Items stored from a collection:
<<<<
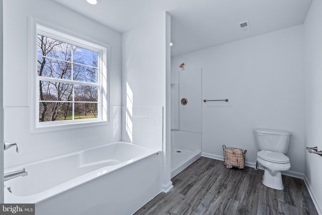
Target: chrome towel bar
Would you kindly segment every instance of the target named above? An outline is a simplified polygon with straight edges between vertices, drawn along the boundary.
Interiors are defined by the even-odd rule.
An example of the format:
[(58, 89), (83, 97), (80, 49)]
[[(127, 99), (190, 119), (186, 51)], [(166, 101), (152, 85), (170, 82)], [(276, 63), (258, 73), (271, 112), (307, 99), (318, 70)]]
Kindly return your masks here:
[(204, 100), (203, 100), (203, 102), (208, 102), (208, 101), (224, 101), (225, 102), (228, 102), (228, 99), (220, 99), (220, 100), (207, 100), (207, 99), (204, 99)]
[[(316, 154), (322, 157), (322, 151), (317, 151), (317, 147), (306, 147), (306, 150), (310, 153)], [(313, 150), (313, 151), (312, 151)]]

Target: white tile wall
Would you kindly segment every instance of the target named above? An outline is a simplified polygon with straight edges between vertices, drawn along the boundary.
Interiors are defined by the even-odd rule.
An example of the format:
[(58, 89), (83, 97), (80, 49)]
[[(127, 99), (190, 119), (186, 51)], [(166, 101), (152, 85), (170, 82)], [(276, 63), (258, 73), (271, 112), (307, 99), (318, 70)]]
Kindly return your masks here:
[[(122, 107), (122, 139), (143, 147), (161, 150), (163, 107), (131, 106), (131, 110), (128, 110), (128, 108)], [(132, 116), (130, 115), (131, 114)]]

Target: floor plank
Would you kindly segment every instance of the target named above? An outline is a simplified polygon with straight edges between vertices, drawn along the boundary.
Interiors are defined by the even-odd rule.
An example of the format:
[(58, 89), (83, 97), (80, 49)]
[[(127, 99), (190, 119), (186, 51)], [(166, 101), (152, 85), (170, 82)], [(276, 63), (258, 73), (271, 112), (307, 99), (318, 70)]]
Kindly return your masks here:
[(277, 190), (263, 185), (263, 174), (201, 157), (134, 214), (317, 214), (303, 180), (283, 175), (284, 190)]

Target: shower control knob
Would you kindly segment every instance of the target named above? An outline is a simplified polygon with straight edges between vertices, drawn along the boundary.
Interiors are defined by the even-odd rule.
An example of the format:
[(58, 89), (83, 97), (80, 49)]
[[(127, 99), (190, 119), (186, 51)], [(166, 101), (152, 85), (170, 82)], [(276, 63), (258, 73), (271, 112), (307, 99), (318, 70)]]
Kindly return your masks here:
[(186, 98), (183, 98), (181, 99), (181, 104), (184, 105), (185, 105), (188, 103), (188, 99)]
>>>>
<<<<
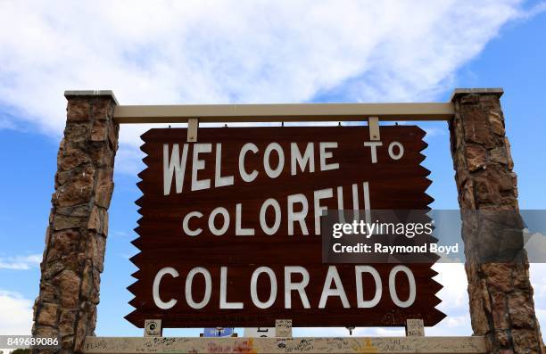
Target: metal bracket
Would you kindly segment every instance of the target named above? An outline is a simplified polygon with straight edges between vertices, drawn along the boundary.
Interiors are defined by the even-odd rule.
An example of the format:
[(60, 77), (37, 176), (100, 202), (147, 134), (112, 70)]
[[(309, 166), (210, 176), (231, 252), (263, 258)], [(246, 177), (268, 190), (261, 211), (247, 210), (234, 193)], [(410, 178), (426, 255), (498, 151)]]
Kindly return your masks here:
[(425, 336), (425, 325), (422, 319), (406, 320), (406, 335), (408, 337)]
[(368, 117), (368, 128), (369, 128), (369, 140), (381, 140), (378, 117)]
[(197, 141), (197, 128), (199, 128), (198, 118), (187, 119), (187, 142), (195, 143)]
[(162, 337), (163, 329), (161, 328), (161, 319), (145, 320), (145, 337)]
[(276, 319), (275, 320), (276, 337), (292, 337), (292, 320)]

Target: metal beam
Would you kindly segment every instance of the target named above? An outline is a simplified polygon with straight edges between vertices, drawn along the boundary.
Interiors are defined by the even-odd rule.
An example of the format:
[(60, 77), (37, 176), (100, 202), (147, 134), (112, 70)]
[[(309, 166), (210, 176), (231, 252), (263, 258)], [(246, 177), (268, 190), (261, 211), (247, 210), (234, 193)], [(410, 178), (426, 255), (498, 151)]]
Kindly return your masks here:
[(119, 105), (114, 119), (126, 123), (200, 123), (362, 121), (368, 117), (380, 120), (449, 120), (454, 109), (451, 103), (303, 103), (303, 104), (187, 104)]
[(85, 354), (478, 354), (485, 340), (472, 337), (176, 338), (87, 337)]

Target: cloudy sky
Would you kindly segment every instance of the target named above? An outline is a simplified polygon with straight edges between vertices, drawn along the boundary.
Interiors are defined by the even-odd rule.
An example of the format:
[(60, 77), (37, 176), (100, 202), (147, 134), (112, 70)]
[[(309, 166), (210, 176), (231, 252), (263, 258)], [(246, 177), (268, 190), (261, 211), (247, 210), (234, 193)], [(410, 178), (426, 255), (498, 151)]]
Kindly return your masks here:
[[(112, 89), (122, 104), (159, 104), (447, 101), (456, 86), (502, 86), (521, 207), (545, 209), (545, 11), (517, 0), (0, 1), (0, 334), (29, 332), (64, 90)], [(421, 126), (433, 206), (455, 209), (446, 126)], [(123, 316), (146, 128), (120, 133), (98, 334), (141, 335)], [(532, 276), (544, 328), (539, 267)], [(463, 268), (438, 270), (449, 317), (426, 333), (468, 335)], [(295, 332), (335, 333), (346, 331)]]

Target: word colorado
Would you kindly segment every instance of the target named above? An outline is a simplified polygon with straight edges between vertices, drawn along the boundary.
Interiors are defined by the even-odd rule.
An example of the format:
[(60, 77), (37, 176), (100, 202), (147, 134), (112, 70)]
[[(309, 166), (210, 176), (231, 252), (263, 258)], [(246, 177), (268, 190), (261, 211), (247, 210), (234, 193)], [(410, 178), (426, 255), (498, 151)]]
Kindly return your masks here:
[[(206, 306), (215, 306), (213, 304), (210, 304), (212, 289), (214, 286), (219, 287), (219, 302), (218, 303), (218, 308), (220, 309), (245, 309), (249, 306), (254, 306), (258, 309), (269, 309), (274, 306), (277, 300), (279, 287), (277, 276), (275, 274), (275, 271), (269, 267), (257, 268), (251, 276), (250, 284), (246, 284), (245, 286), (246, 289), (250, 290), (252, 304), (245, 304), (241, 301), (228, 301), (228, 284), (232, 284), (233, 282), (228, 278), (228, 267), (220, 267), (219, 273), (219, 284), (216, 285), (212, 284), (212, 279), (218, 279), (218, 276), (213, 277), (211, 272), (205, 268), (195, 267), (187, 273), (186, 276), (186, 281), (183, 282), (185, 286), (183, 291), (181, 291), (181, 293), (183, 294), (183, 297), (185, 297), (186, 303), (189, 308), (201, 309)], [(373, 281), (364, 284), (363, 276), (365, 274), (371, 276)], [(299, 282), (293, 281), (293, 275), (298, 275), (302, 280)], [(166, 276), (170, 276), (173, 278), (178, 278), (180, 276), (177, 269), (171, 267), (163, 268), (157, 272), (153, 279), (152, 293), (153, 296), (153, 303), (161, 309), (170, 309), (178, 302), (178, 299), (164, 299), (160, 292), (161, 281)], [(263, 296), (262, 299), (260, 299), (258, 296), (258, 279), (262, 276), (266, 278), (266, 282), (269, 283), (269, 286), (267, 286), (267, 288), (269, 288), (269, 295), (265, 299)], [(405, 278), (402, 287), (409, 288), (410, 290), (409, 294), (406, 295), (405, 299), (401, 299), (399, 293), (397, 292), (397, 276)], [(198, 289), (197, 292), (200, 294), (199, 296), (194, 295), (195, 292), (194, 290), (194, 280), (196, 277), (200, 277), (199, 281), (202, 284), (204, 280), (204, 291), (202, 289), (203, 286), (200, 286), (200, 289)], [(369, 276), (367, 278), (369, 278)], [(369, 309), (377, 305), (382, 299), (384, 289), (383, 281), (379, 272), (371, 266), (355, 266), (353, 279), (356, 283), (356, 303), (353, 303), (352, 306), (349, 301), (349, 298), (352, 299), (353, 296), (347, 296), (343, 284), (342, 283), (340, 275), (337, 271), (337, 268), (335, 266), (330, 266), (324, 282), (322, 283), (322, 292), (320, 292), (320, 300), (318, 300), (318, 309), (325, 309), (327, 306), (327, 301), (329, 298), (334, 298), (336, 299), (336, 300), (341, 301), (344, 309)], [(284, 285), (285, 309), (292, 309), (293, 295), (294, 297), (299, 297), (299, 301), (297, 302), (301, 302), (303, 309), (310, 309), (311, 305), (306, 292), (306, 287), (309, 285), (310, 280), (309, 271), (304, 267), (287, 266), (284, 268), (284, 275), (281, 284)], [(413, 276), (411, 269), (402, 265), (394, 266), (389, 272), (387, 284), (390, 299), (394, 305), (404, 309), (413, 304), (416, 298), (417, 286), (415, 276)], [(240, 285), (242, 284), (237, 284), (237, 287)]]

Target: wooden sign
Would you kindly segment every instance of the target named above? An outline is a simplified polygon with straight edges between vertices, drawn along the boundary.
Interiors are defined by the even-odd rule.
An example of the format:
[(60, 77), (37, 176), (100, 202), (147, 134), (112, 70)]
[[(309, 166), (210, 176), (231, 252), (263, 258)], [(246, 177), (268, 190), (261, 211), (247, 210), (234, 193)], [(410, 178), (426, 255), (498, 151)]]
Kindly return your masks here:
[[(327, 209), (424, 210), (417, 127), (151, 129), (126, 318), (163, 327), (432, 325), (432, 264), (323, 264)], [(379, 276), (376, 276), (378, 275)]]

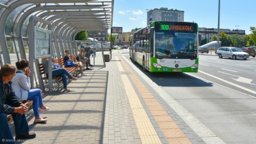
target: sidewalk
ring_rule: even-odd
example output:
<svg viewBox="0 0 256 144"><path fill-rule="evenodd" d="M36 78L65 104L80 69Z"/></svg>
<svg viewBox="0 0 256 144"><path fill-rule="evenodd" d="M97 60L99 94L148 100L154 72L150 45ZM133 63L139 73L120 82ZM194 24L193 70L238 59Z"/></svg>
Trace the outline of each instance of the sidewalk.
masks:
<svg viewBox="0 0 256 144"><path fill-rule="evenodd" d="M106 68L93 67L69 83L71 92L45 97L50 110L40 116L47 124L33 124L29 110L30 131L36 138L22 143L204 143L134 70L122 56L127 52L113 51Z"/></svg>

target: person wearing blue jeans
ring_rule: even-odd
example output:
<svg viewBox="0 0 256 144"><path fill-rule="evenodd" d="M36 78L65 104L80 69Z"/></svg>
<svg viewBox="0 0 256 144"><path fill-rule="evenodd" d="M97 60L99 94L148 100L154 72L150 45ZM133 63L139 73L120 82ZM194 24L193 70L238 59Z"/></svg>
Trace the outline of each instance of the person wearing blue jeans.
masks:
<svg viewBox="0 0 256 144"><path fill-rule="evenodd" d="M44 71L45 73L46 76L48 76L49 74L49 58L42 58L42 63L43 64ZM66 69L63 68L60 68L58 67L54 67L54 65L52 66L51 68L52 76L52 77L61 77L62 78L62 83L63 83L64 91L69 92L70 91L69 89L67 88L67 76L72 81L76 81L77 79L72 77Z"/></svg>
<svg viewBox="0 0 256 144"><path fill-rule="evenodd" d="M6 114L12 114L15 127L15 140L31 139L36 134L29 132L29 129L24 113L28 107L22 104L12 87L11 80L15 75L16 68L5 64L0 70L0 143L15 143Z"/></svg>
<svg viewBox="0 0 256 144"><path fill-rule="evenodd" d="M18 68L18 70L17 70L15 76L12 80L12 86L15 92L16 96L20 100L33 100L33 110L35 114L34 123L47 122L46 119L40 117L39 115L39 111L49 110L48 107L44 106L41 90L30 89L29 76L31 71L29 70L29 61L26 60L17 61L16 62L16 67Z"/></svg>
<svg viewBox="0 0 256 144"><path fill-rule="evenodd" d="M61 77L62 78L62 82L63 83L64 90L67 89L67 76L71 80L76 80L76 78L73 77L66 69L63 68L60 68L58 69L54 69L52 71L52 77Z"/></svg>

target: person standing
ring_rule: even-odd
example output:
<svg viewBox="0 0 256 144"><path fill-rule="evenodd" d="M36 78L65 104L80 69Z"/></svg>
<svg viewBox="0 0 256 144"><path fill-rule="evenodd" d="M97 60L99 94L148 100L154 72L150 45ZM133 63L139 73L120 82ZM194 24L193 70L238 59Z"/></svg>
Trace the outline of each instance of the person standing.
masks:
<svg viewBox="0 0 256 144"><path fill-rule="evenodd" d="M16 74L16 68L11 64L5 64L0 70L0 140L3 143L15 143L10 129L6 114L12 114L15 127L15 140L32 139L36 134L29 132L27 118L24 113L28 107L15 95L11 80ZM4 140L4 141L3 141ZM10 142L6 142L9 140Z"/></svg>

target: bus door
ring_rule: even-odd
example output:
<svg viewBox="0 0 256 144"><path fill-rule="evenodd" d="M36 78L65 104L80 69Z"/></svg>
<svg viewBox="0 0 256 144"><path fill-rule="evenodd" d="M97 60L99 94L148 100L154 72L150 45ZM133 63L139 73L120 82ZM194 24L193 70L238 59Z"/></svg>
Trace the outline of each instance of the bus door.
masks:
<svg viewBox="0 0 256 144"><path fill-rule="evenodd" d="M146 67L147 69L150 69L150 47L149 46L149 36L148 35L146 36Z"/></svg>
>>>>
<<<<
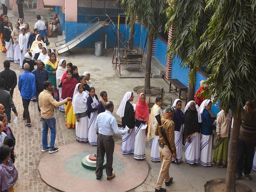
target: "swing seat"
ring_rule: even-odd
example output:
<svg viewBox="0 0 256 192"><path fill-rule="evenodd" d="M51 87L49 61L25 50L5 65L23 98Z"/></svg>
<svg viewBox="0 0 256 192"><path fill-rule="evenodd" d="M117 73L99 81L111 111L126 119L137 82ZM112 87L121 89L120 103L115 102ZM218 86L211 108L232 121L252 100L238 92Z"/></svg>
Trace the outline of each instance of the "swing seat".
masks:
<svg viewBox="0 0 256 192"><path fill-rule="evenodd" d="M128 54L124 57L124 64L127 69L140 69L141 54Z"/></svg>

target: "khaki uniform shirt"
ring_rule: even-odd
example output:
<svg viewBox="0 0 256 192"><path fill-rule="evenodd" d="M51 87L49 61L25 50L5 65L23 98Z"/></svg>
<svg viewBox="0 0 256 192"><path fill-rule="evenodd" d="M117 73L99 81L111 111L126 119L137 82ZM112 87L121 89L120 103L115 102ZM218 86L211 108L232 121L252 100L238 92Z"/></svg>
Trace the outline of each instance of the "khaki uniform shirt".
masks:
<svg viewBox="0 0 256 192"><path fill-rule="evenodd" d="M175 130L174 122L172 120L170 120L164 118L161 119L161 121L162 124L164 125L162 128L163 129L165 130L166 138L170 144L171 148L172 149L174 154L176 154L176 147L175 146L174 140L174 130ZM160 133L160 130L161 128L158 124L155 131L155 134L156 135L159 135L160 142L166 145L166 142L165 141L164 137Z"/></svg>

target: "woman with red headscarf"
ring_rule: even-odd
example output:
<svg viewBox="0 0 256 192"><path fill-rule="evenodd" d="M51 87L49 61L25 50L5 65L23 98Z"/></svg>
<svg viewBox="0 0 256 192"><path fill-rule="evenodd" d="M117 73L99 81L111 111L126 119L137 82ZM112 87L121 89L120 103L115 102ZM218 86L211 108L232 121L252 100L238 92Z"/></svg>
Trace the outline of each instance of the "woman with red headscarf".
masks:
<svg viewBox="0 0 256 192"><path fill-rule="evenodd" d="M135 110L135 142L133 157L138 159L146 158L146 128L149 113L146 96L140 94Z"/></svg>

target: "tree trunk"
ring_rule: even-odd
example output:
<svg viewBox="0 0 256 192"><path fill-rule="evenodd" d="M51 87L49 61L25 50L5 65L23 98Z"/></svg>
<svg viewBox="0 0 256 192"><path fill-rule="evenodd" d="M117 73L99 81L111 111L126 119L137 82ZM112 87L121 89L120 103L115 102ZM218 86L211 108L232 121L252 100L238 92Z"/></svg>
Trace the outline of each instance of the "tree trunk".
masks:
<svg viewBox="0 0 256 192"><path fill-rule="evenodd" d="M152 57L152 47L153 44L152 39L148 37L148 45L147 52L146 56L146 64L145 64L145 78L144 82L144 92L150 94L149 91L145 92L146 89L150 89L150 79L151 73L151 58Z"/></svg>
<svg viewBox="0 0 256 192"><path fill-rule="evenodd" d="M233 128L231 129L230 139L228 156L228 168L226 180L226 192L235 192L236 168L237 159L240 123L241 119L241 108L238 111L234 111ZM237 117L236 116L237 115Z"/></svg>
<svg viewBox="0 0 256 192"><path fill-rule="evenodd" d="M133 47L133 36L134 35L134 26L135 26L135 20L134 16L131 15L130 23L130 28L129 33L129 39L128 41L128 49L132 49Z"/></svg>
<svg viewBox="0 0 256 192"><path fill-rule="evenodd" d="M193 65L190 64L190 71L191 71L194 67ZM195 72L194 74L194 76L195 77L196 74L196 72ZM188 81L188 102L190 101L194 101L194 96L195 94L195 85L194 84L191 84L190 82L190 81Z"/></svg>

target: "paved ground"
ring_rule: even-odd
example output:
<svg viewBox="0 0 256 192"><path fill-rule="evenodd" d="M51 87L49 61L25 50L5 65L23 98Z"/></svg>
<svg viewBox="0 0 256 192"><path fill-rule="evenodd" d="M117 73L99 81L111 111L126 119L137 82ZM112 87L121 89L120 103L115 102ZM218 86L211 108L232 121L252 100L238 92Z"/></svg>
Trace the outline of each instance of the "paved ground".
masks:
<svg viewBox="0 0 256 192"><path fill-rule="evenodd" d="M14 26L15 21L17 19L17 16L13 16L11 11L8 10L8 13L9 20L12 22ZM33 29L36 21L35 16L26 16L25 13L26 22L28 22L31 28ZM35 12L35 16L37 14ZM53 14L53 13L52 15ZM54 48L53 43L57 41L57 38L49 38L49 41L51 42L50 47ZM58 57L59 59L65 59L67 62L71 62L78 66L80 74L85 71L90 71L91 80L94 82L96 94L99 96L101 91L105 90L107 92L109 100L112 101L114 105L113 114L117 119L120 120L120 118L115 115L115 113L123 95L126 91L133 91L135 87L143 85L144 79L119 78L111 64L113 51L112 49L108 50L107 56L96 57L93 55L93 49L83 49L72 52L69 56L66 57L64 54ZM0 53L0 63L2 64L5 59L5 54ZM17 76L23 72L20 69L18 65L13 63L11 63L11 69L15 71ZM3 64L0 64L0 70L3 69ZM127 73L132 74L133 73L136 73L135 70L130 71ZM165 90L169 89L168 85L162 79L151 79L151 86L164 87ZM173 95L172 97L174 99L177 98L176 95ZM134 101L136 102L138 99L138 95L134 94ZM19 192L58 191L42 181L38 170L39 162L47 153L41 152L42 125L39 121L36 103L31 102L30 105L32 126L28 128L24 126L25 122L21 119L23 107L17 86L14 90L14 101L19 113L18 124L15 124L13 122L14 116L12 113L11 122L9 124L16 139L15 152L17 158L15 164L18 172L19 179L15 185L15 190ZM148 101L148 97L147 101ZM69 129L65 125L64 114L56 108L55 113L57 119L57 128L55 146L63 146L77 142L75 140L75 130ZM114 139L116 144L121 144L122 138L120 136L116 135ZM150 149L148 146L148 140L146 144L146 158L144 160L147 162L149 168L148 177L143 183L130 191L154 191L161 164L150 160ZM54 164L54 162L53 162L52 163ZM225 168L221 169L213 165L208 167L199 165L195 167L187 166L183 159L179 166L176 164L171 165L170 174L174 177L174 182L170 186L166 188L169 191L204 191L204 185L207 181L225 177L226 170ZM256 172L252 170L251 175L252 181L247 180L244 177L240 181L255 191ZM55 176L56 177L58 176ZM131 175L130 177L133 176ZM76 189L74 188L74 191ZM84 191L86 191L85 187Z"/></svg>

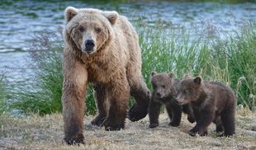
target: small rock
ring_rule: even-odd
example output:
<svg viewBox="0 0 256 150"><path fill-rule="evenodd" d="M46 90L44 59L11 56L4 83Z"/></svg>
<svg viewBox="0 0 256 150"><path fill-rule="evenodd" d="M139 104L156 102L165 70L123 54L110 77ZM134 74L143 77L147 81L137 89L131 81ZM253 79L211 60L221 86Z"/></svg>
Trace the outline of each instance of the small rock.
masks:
>>>>
— Stated exercise —
Output the lines from the one containing "Target: floor plank" through the one containing "175), (284, 190)]", exactly as they appear, with both of those lines included.

— Solved exercise —
Target: floor plank
Would you kindly segment every instance of the target named above? An outline is a simplified polygon with straight edges between vertices, drawn along the boundary.
Interiors are defined by the even-odd rule.
An example of the format:
[(58, 89), (83, 97), (80, 49)]
[[(127, 99), (190, 119), (186, 51)], [(166, 101), (152, 85), (170, 82)], [(276, 63), (258, 73), (271, 112), (307, 99), (318, 70)]]
Kindly return your masks here:
[(277, 190), (263, 185), (263, 174), (201, 157), (134, 214), (317, 214), (303, 180), (283, 175), (284, 190)]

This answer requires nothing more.